Sección de texto:
BEAT EN CHILE: UN RUIDOSO PAR DE PERFECCIÓN Y EMOCIÓN

Recorriendo la rupturista trilogía compuesta por los álbumes Discipline de 1981, Beat de 1982, Three of a perfect pair de 1984, la reencarnación soñada y, – para qué decir – perfecta del King Crimson ochentero, se presentó en Santiago la noche del martes 4 de mayo con sus brillantes creadores originales Adrian Belew y Tony Levin junto a los inigualables Steve Vai y Danny Carey, reunidos bajo el nombre de BEAT, superbanda que no sólo consagra la reivención de la eximia agrupación de Robert Fripp en esa siguiente década, sino que hizo honor con extra creces a la idea de una formación estelar y de un sonido crucial para la vanguardia y el género progresivo, en una noche que desbordó excelencia musical.
Por Claudio Miranda / Fotos por Miguel Fuentes
Cuesta encontrar palabras, te quedas sin ellas. BEAT te deja con lo más parecido a un ACV. Cerrar los ojos y sentirse como en Tokyo o Montreal en 1984, o Fréjus en el ’82. Casi nada.

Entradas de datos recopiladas
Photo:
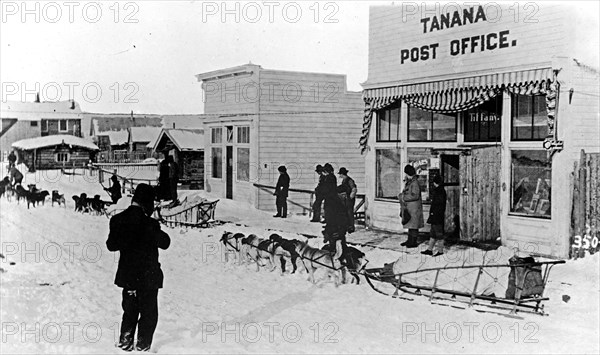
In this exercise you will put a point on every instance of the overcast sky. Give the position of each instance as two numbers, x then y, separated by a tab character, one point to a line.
149	51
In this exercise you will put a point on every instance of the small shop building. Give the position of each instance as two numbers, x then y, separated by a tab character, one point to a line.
257	119
55	152
500	108
187	148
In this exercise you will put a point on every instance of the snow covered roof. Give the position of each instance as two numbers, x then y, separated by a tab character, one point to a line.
183	139
35	111
144	134
53	140
116	137
183	121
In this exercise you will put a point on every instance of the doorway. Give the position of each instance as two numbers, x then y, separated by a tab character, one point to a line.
229	172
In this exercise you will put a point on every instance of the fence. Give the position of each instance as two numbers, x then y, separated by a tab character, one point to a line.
585	215
359	210
121	156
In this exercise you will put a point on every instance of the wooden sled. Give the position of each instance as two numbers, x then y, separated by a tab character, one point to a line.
477	286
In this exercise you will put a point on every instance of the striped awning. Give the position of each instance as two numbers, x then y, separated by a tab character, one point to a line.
454	95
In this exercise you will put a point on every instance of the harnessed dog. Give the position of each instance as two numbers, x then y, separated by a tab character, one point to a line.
232	245
313	259
258	249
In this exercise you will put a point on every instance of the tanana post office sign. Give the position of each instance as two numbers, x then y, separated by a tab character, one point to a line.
412	41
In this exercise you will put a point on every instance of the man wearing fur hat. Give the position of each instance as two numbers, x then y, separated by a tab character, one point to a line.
137	237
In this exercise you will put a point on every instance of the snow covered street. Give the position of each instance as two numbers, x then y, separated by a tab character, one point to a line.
57	295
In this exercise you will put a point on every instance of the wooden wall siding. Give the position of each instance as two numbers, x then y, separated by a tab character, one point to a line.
45	158
73	128
585	215
480	194
306	126
20	130
231	95
538	38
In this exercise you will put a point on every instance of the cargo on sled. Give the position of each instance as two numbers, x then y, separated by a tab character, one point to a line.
516	287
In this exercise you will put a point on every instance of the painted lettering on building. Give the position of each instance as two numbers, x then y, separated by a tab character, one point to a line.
459	46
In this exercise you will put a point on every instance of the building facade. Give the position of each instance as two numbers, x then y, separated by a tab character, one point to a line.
499	105
23	120
257	119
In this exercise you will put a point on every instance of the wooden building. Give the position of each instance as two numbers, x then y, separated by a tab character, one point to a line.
187	148
501	108
55	152
258	119
22	120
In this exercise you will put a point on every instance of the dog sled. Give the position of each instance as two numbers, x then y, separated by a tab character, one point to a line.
516	287
196	213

Completa lo siguiente:
• 1. Transcribe un fragmento de la crónica sobre BEAT en Chile, comenzando por "BEAT EN CHILE: UN" y continuando hasta "desbordó excelencia musical.", ambos incluidos.
• 2. Indica cuántas líneas de los registros contienen la cadena "snow", distinguiendo entre mayúsculas y minúsculas. Responde solo con el número.

Respuestas en orden:
• 1.
BEAT EN CHILE: UN RUIDOSO PAR DE PERFECCIÓN Y EMOCIÓN

Recorriendo la rupturista trilogía compuesta por los álbumes Discipline de 1981, Beat de 1982, Three of a perfect pair de 1984, la reencarnación soñada y, – para qué decir – perfecta del King Crimson ochentero, se presentó en Santiago la noche del martes 4 de mayo con sus brillantes creadores originales Adrian Belew y Tony Levin junto a los inigualables Steve Vai y Danny Carey, reunidos bajo el nombre de BEAT, superbanda que no sólo consagra la reivención de la eximia agrupación de Robert Fripp en esa siguiente década, sino que hizo honor con extra creces a la idea de una formación estelar y de un sonido crucial para la vanguardia y el género progresivo, en una noche que desbordó excelencia musical.

• 2. 2